Pointing records:
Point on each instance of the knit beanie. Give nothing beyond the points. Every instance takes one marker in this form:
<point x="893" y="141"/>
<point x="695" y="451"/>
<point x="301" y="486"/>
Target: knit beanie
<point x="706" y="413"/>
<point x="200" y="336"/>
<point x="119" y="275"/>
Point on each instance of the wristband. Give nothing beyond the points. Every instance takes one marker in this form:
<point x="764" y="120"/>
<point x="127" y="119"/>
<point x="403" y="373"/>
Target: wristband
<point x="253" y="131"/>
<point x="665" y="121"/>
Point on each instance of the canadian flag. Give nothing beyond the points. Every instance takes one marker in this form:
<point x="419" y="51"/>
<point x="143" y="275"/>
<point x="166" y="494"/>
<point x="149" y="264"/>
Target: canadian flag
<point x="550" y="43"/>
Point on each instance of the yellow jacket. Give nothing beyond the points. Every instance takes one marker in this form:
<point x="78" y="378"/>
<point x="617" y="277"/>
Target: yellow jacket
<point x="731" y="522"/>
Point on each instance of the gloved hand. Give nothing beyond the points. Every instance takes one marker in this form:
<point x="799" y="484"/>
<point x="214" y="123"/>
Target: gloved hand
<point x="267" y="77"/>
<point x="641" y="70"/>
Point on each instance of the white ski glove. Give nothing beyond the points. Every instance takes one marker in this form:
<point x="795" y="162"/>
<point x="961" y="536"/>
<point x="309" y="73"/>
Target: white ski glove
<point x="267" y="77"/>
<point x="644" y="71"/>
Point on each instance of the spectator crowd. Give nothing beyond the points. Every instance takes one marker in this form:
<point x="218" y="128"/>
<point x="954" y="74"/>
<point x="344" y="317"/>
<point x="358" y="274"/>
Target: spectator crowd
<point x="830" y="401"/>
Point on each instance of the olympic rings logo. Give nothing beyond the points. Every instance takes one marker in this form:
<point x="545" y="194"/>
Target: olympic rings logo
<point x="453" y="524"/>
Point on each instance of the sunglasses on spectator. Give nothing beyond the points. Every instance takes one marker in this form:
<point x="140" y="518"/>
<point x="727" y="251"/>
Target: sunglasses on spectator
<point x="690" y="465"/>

#### [WHAT TO WORK ON]
Reproduce every one of the records above word for word, leaving nothing out and changing nothing.

#### [EXPECTED OUTPUT]
Point on each instance of the knit beanie. Give nothing beyond the points. Every instance takes one marker in this form:
<point x="893" y="141"/>
<point x="695" y="451"/>
<point x="301" y="486"/>
Target: knit beanie
<point x="706" y="413"/>
<point x="200" y="336"/>
<point x="119" y="275"/>
Point on each instance of the wristband. Give nothing beyond the points. Every instance takes one marker in this form:
<point x="764" y="120"/>
<point x="127" y="119"/>
<point x="403" y="373"/>
Target: wristband
<point x="253" y="131"/>
<point x="665" y="121"/>
Point on each instance of the canadian flag. Give nothing beyond the points. Every instance takes one marker in this form:
<point x="419" y="51"/>
<point x="143" y="275"/>
<point x="166" y="494"/>
<point x="149" y="264"/>
Target: canadian flag
<point x="550" y="43"/>
Point on each instance of the yellow jacket. Give nothing beyond the points. Every instance takes one marker in this form:
<point x="78" y="378"/>
<point x="617" y="277"/>
Target: yellow jacket
<point x="731" y="522"/>
Point on each instance of the gloved hand. Give nothing beyond the points. Every instance takes one marker in this form:
<point x="799" y="484"/>
<point x="214" y="123"/>
Target: gloved hand
<point x="267" y="77"/>
<point x="641" y="70"/>
Point on each instance of the white ski glove. Give nothing beyond the points. Every instance takes one marker in this form:
<point x="795" y="162"/>
<point x="961" y="536"/>
<point x="309" y="73"/>
Target: white ski glove
<point x="267" y="77"/>
<point x="644" y="71"/>
Point on each instance of the spectator crowd. Give nothing beyond the points. Every instance takes one marker in this form:
<point x="218" y="128"/>
<point x="954" y="74"/>
<point x="344" y="317"/>
<point x="358" y="274"/>
Target: spectator crowd
<point x="830" y="401"/>
Point on each instance of the olympic rings logo. Give nothing beyond the points. Every instance takes one marker in this form:
<point x="545" y="194"/>
Target: olympic rings logo
<point x="453" y="524"/>
Point on each instance of the sunglasses on spectator. Give nothing beyond the points. Every instance takes one marker in this form:
<point x="140" y="518"/>
<point x="727" y="251"/>
Target: sunglasses on spectator
<point x="690" y="465"/>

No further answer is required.